### Excerpted records
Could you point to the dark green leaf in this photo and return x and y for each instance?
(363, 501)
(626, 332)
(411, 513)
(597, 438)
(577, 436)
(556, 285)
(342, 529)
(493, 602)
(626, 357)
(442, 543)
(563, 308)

### What to produce
Please repeat the data in full so that nothing differs from the original.

### Problem solution
Could you point to the dark green leaf in this photo and return x and y for each instance?
(363, 501)
(626, 332)
(411, 513)
(597, 438)
(577, 436)
(556, 285)
(342, 529)
(493, 602)
(626, 357)
(442, 543)
(563, 308)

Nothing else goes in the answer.